Stated exercise »
Please list every line in the records below that contains the word "tree", copying each such line in full.

Supplied entries »
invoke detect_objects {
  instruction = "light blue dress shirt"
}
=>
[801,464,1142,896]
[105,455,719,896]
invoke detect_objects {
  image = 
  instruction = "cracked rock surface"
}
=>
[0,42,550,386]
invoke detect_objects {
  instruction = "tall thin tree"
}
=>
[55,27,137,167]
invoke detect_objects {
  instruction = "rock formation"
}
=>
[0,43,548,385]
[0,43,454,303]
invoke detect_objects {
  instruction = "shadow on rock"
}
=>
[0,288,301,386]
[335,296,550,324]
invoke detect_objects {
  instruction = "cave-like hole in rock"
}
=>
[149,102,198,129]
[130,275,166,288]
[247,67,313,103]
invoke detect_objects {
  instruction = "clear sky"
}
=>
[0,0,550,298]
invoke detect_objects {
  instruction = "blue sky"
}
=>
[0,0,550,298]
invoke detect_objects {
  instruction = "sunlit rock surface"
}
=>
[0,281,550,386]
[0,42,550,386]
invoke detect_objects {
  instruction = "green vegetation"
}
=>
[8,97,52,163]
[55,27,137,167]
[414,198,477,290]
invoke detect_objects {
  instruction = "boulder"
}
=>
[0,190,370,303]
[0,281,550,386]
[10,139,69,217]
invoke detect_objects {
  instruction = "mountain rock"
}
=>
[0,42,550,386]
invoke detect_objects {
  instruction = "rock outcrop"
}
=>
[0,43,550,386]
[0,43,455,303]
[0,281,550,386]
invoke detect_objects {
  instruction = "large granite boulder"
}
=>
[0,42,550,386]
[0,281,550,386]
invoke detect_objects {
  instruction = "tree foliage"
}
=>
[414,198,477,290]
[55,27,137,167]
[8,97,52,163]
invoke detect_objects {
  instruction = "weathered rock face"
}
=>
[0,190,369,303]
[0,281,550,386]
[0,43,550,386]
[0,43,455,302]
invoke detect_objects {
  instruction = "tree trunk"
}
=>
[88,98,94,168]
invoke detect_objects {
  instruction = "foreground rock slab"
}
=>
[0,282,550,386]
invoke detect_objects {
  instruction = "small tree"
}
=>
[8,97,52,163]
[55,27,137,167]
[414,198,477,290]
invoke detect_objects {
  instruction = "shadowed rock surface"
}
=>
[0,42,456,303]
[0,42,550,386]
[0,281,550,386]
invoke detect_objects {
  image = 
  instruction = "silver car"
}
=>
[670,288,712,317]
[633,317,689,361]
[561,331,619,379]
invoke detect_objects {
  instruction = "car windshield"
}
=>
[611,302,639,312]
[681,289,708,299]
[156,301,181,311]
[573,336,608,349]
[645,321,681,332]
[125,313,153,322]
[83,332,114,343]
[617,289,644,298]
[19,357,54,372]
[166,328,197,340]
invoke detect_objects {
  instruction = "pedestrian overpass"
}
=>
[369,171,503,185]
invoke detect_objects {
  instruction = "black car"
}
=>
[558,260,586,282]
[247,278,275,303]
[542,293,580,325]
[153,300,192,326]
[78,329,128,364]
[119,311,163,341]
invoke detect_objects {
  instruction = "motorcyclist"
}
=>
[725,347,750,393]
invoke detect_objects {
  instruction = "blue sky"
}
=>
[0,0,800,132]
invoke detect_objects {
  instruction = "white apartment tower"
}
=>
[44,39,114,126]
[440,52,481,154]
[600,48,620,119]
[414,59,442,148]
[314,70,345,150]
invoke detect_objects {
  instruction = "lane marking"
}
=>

Expected answer »
  instruction = "tall thin tree"
  instruction = "tree foliage"
  instruction = "tree trunk"
  instruction = "small tree"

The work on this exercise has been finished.